Point localization data
Start of Block

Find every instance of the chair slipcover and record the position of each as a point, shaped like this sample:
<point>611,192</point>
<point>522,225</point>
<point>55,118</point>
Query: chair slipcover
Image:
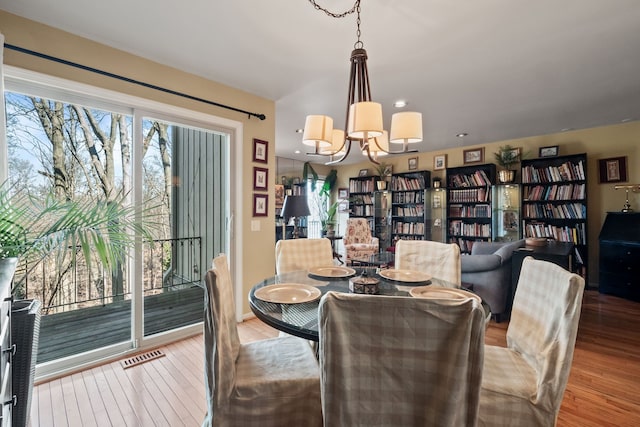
<point>441,260</point>
<point>358,242</point>
<point>399,361</point>
<point>523,384</point>
<point>302,254</point>
<point>272,382</point>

End of Block

--- WHAT THE EXERCISE ASKS ---
Give back all of the entries above exactly, with the pictures excluded.

--- RESPONSE TO THIS TASK ---
Find every instance of the chair slipcover and record the position of each as a point, shaped like this sample:
<point>611,192</point>
<point>522,225</point>
<point>55,118</point>
Query: chair slipcover
Image:
<point>441,260</point>
<point>358,242</point>
<point>399,361</point>
<point>523,384</point>
<point>302,254</point>
<point>272,382</point>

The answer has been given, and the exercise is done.